Link to Exercise; EYV Part 5 – Exercise 5.2

EYV – Assignment 5 – Photography is Simple

The subject I chose for this assignment is ‘My Journey.’ After visiting the Walker Art Gallery in Liverpool, I recorded the journey to and through Lime Street Station. I chose this subject because Liverpool and the Wirral are places I know well, as I grew up there. I have family still living there and its a place after my own heart. The fact that I was visiting a gallery too, made this subject something special, as visiting photography exhibitions is such an enriching experience for me.  Going from one place I enjoy, (the gallery) to a place that warms my heart, (home). 

Additionally, it was interesting to record the difference in the railway stations. One is a large modern busy, bustling affair, while the other, annexed as the last photograph in the series, is a very small countrified, quiet cottage type station. The architecture between the two couldn’t be more different.

The series is all about the journey that took me from the gallery to the very big busy Lime Street train station, then onto the train, with the final image of the station on the Wirral, a little quiet station on Grove Road. This last image is there as an epilogue to the narrative, needed to show the difference in the two stations and the serenity that is felt when one gets home.

-- Rows from a box-labeling dataset --
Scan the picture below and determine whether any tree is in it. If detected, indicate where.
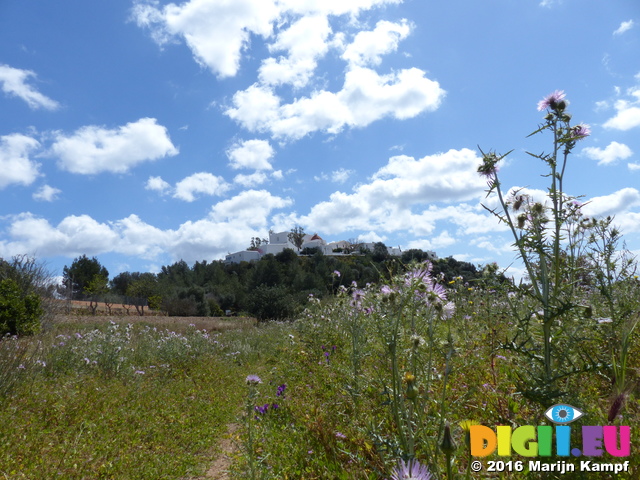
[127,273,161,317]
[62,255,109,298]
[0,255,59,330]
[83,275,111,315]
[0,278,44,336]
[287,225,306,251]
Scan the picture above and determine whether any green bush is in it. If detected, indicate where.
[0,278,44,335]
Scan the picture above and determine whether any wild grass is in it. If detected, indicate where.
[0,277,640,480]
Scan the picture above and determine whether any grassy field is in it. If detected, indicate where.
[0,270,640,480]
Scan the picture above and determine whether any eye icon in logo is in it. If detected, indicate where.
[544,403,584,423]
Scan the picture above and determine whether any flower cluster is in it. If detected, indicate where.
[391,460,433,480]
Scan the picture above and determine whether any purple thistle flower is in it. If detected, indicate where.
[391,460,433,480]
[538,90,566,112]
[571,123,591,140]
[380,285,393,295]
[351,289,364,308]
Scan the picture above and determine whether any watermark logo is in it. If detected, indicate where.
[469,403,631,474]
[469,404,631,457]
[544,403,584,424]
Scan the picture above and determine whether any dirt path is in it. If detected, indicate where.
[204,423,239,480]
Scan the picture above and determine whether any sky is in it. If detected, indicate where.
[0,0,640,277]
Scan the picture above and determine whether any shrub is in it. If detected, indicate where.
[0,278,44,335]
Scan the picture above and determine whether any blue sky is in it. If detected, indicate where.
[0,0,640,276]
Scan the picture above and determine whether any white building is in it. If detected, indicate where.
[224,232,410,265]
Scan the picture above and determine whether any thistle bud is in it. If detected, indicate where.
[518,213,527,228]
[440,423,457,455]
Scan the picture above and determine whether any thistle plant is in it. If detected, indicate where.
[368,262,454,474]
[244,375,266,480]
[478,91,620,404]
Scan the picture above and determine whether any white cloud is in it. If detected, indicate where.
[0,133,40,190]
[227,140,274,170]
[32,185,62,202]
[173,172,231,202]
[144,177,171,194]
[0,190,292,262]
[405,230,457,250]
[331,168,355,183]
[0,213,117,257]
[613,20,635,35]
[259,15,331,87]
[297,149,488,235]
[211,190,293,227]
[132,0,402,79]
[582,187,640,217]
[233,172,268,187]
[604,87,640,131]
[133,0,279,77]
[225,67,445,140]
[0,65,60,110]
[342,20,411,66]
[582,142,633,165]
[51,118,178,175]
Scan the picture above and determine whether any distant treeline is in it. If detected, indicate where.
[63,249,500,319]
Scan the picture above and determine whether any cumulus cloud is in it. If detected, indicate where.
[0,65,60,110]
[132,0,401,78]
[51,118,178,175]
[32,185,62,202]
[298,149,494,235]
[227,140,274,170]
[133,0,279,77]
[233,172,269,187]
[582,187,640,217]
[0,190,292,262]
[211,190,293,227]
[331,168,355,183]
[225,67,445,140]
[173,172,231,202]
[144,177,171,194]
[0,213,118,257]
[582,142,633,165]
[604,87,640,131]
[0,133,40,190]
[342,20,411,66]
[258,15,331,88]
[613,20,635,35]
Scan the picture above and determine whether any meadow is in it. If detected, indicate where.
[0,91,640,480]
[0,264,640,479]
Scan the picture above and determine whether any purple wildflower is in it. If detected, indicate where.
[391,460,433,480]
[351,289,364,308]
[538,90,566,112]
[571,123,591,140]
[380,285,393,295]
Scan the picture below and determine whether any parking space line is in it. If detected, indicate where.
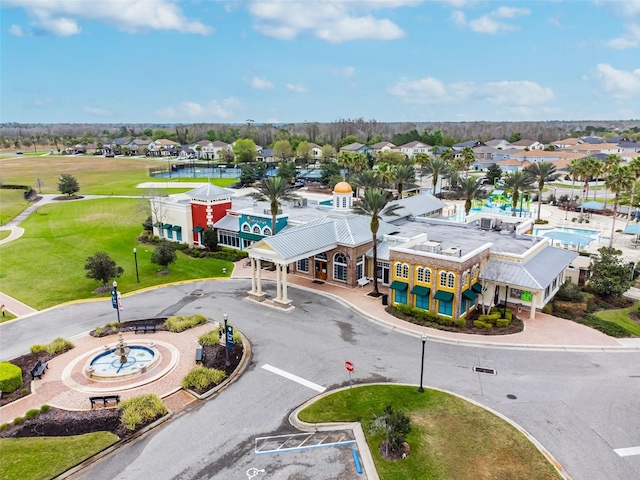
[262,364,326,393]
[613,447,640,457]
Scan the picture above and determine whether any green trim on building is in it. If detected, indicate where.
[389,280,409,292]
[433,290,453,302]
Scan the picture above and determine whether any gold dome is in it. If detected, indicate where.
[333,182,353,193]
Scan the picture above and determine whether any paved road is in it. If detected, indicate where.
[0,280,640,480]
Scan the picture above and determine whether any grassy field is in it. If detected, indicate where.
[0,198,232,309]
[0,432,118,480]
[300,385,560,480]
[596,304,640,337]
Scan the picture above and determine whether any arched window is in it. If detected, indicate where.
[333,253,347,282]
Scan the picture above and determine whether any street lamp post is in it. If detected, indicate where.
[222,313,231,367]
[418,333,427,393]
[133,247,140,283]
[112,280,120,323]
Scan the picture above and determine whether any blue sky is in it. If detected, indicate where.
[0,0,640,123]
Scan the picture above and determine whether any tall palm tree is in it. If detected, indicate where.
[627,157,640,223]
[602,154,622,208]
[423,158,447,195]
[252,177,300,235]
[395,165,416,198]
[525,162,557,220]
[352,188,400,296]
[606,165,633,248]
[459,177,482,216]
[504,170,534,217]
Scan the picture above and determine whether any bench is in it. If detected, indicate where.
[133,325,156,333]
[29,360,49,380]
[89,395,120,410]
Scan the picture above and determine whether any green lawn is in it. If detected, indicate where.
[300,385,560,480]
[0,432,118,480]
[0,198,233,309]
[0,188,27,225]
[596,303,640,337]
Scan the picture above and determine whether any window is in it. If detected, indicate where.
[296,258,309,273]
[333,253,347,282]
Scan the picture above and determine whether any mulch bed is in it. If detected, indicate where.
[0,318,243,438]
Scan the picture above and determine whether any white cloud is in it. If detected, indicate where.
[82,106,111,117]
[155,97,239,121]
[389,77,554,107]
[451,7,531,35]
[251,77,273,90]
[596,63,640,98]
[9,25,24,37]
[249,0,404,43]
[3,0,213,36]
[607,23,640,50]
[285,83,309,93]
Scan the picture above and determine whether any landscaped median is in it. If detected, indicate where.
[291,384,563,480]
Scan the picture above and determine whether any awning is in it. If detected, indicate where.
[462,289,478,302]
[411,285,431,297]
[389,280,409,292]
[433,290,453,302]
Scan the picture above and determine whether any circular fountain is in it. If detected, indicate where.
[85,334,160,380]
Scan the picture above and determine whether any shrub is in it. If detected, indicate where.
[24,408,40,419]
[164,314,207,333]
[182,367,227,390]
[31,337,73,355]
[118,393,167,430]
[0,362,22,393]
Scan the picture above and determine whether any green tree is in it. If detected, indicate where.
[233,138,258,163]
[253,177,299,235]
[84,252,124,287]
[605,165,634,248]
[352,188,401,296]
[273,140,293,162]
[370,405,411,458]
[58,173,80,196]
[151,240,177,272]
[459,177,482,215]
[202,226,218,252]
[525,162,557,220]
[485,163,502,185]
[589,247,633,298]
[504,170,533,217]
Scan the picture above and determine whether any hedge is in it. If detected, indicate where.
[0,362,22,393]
* * *
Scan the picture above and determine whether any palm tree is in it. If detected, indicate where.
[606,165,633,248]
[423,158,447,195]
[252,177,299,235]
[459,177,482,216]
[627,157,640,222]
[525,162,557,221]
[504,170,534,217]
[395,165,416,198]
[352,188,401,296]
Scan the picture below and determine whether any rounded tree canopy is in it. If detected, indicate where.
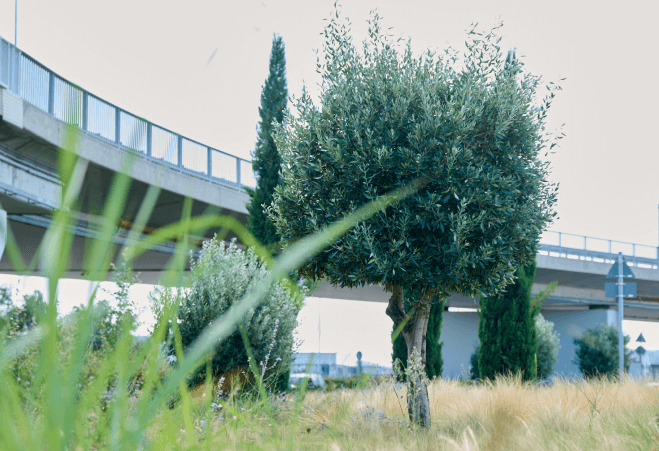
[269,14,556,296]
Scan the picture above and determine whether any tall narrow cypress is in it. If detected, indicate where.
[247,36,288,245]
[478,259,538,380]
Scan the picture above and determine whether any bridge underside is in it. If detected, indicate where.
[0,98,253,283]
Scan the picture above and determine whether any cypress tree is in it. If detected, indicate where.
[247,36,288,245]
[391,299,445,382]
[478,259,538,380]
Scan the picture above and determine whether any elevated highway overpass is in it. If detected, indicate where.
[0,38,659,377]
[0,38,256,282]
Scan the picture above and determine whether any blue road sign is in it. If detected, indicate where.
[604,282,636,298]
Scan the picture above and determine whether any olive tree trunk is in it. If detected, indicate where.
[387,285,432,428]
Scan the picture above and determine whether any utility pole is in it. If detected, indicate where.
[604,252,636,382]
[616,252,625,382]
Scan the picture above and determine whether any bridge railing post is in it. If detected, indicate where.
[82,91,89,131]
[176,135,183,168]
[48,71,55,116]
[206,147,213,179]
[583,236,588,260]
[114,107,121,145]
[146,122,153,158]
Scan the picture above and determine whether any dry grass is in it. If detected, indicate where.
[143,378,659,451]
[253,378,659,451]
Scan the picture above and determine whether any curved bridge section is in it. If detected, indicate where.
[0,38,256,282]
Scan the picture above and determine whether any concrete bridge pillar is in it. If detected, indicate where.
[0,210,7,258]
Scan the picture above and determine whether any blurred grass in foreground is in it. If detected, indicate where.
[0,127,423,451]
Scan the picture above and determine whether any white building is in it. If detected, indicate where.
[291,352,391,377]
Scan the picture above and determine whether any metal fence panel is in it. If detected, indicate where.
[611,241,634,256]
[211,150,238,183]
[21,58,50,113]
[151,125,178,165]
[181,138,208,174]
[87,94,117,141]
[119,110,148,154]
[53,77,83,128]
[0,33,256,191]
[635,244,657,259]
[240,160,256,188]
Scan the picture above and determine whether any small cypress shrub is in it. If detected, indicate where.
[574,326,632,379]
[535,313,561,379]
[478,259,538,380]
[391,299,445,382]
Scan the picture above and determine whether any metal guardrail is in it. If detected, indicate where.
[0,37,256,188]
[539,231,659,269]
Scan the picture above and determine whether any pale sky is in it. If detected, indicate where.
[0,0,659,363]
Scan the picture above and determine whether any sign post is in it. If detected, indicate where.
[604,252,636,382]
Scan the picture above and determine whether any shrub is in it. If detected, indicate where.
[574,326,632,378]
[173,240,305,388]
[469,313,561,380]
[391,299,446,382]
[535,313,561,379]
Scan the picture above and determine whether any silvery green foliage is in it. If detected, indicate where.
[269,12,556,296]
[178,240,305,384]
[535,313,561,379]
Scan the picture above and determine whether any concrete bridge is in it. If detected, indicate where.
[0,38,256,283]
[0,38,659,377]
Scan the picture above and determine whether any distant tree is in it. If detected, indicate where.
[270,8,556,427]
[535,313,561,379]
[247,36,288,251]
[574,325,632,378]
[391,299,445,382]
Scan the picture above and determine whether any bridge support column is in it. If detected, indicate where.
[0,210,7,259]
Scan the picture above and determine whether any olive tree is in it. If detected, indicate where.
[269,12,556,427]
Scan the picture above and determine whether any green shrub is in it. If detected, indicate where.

-- Short problem --
Carry on the assignment text about the photographic journey from the Walker Art Gallery to the Wirral, picking up after its last sentence. These entries were drawn from a separate source.

-- Task result --
I took the photographs in RAW, and processed them using Lightroom. I chose to change them to monochrome, because the day was rather wet and dull.  This meant that as I moved along on my journey, the light changed. Some of the shots were taken indoors, some out doors. They all had a different lighting source. In addition to this, the varying bright colours found in people’s clothing, grey colours on the street and muted colour in the traffic out side, together with and artificial light on the platform, meant that the series would not be as effective and I wanted it to flow. I used my Canon EOS 1200D Camera for all shots.

Image 1 –  The Journey Starts – Walker Art Gallery
Making my way out of the gallery and crossing the road, I turned and took a few shots of the gallery, before walking down the road toward the station. It was wet, with grey cloud.  Pigeons and seagulls flew over head.  The view point I took, made the shot look like it was leaning to right, but the tall lamppost was my anchor, to make sure that the perceptive would look right in the finished image. In the top centre of the image is a seagull that eventually came to rest on the tall lamppost.


Image 2 – The City Scape
As I made my way down to the station, I could have been walking down any road in any city.  So I needed some feature that helped the viewer identify with a specific location, Liverpool. This shot shows the Liver Buildings in the distance, which is well known.

The concrete jungle, depicted in the cacophony  of mixed up buildings in the lower 3rd of the shot, adds the hustle and bustle normally associated with busy city life, while the lone figure in the balcony to the right allows the viewer to follow his gaze to the Liver Building. Additionally, the symmetry, reflected on both sides by the large buildings, leads the eye to the centre of the shot.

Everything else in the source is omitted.